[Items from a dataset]
[Start of Attachment]

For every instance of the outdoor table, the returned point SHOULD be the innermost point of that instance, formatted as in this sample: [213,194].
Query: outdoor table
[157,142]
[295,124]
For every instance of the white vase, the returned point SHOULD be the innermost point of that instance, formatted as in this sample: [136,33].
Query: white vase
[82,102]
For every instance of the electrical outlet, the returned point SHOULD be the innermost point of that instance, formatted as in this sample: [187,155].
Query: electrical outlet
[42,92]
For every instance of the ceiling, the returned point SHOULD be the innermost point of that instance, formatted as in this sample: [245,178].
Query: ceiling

[End of Attachment]

TASK OBJECTIVE → I need exact copies of the lines from the one holding "For every instance of the white" through the end of the records above, and nothing beyond them.

EXERCISE RESULT →
For every instance of the white vase, the returned point SHOULD be the innermost point of that instance, formatted as in this sample: [136,33].
Query: white vase
[82,102]
For every instance of the electrical outlet, the returned point SHOULD be the innermost point of that instance, formatted as in this sample: [187,155].
Query: electrical outlet
[42,92]
For every instance of the ceiling, the returned point SHOULD be the innermost point of that instance, formatted as in this sample: [245,178].
Query: ceiling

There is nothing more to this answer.